Extract to read ▸
※
# Don Fortner



## tcalbrecht (Nov 30, 2016)

A friend recommended a couple YouTube messages by this fellow. 

[video=youtube;d3CJlLv3MfE]https://www.youtube.com/watch?v=d3CJlLv3MfE&t=1881s[/video]

I was shocked by the blatant misrepresentation of the reformed faith by this fellow. My friend is coming out of a bad situation where he was burned by legalism, and he appears to be heading headlong in the opposite direction. He's using the same "heresy" language as this Fortner fellow.

Any recommendations to help my friend?

Thanks.


----------



## Sovereign Grace (Dec 30, 2016)

I think this pastor holds to 'eternal justification' and the archangel Michael being Jesus. If I am correct, he needs to be avoided like the black plague.


----------



## Pergamum (Dec 30, 2016)

He holds to eternal justification. Rejects progressive sanctification and holds only to positional sanctification, and has said that God was just as pleased with King David when he was in the arms of Bathsheba as when he was dancing before the Ark of the Covenant (to illustrate the unchanging love of God).


----------



## Pilgrim (Dec 30, 2016)

As convicted1 noted, this man has been associated with Hyper-Calvinism. (Those who hold to eternal justification are often if not always hypers.) Antinomianism, whether doctrinal, practical or both, sometimes goes hand in hand with Hyper-Calvinism. 

I believe that Fortner has been discussed in some past threads and that Pergamum has some experience with him.
※
Given information ▸
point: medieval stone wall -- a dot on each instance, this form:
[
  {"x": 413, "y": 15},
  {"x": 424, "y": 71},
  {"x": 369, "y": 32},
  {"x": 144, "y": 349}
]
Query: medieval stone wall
※
Actions to take ▸
• a. Translate this sentence from the forum thread about Don Fortner into Spanish: "Antinomianism, whether doctrinal, practical or both, sometimes goes hand in hand with Hyper-Calvinism."
• b. Rewrite the rows above, swapping every "stone wall" for "brick wall" and keeping everything else as it is.

Solutions by task ▸
• a. El antinomianismo, ya sea doctrinal, práctico o ambos, a veces va de la mano con el hipercalvinismo.

• b.
point: medieval brick wall -- a dot on each instance, this form:
[
  {"x": 413, "y": 15},
  {"x": 424, "y": 71},
  {"x": 369, "y": 32},
  {"x": 144, "y": 349}
]
Query: medieval brick wall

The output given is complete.